[SUPPLIED DATA]

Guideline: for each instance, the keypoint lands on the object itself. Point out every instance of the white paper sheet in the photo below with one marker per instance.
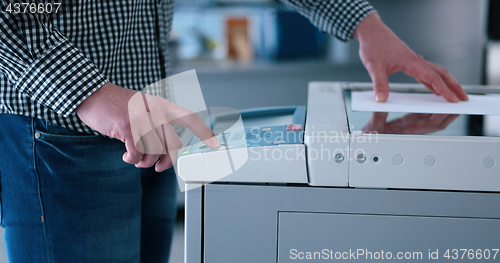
(425, 103)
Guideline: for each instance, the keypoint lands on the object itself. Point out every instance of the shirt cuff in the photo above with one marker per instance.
(352, 14)
(61, 78)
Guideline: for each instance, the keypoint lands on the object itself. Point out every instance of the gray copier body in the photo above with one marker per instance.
(398, 203)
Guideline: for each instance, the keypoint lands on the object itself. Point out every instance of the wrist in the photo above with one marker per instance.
(109, 94)
(368, 26)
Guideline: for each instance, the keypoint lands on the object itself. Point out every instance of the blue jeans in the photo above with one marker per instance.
(69, 197)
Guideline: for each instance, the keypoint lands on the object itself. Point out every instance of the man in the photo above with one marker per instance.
(68, 76)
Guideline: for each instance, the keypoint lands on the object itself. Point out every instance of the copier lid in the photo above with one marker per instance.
(413, 123)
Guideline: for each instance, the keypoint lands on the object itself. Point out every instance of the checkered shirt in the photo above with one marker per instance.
(52, 62)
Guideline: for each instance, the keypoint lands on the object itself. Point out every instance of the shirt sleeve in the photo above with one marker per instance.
(41, 63)
(336, 17)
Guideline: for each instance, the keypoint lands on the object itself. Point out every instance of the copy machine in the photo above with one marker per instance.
(325, 182)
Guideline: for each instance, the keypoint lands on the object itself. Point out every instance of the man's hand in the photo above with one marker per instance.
(383, 53)
(142, 122)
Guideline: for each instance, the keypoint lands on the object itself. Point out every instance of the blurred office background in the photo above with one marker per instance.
(257, 53)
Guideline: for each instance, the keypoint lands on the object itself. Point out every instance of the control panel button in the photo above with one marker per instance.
(397, 159)
(489, 162)
(429, 160)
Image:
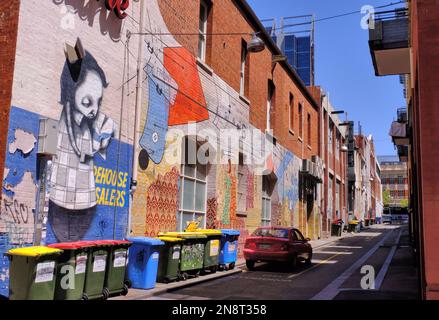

[/SUPPLIED DATA]

### PROBLEM TO SOLVE
Only the lines from the one with "of the copy" through the end of the listing above should be output, exactly as written and with no pictures.

### OUTPUT OF THE TASK
Guideline: for each instance, the keypoint lands on the object itself. Point out every instance of the copy machine in the photo above with one marker per instance.
(325, 182)
Guideline: for each instance, the keypoint lands on the object itself. Point out every instance of the man's hand in the photo above with one marker per instance.
(383, 53)
(142, 122)
Guideline: for each instance, the keypoint lands on the object itself. Point out every instance of the blurred office background in the photo above with one marker per instance.
(257, 53)
Guideline: for each instance, the keypoint lands on the object itself. Point out every instance of the control panel button in the photo above with one marker per instance.
(397, 159)
(489, 162)
(429, 160)
Image:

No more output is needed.